課題内容> 次のデータで、文字列「target」を含む行がいくつあるかを数え、その数だけを答えなさい。

与えられた情報>
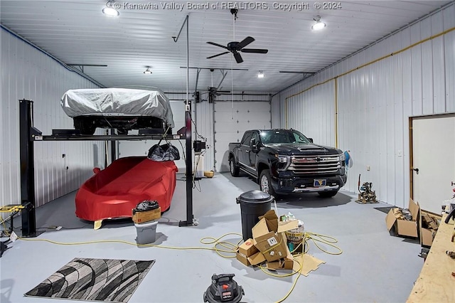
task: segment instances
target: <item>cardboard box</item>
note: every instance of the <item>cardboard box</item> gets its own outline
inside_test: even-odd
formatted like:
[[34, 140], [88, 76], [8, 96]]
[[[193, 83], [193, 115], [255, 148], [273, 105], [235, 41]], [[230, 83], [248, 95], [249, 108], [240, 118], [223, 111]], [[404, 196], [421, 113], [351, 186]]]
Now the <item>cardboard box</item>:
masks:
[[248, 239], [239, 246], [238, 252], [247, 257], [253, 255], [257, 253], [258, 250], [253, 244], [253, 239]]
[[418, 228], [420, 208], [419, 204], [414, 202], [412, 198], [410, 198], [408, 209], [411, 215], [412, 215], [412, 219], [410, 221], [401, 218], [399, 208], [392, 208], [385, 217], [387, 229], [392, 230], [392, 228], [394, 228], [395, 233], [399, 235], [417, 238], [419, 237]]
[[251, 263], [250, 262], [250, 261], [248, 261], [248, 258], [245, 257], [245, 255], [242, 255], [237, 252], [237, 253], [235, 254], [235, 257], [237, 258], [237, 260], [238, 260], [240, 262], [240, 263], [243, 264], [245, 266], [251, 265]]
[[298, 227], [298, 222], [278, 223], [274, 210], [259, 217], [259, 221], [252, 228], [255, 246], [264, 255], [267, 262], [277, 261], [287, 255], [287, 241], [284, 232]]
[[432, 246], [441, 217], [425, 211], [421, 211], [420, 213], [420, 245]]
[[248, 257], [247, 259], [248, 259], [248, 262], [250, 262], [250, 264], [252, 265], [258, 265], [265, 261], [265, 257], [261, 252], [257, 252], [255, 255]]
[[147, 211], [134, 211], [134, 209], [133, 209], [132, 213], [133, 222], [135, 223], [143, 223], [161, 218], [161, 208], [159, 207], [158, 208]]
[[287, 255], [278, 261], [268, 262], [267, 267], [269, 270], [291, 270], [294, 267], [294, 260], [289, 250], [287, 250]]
...
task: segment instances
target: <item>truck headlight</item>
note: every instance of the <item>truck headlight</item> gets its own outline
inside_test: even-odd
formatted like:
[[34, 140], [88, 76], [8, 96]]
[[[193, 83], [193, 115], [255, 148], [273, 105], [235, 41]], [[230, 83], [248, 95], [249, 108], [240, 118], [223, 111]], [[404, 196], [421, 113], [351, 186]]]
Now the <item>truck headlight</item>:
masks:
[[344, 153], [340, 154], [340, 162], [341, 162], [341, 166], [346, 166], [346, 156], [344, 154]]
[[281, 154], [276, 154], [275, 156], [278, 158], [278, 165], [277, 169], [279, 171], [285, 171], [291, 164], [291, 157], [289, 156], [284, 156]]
--
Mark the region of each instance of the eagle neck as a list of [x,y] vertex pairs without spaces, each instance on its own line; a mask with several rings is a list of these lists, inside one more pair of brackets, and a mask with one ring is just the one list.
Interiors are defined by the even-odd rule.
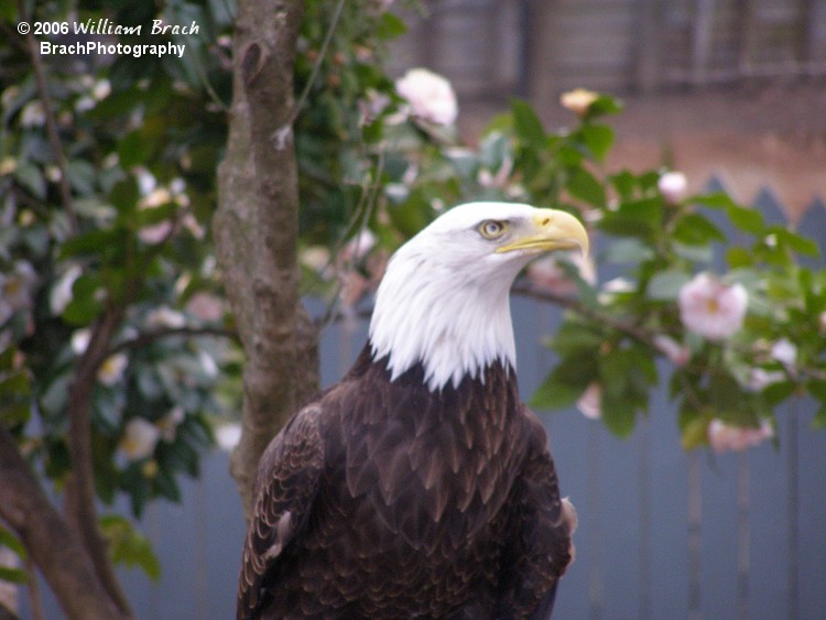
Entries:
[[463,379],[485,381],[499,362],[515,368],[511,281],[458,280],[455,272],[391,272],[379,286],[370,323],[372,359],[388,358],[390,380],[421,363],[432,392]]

以下に出力> 2